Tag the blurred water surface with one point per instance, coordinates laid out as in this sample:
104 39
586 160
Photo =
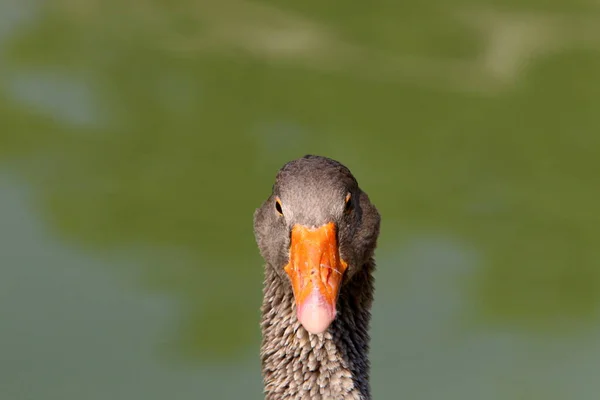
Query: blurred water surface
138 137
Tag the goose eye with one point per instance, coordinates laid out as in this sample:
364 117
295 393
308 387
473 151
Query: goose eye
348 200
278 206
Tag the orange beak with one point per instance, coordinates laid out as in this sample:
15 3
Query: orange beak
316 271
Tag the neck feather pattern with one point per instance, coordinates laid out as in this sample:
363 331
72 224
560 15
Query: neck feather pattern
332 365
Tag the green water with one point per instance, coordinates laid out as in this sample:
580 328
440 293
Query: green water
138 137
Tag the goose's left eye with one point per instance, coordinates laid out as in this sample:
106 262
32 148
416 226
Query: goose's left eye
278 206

---

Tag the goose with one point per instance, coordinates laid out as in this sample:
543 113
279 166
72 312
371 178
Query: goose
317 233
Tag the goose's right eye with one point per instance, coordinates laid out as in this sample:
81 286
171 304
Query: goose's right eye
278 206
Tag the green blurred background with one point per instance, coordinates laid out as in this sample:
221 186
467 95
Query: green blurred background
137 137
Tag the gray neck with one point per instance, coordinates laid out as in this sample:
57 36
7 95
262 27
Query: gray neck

* * *

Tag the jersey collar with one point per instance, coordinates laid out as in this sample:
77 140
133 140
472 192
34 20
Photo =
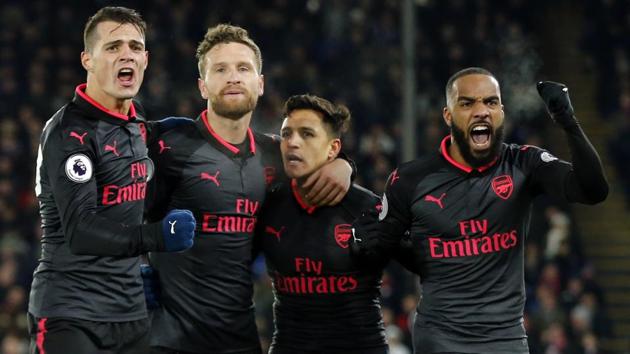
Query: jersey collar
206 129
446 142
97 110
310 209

WHAT THE EXERCISE ASKS –
Above are the records; copy exactly the lines from the line with "Tag the gray" through the line with "Query: gray neck", both included.

RESPONSE TO THIS EXERCISE –
Tag the gray neck with one point per instance, coordinates laid out as in this sample:
57 36
7 95
262 27
Query: gray neck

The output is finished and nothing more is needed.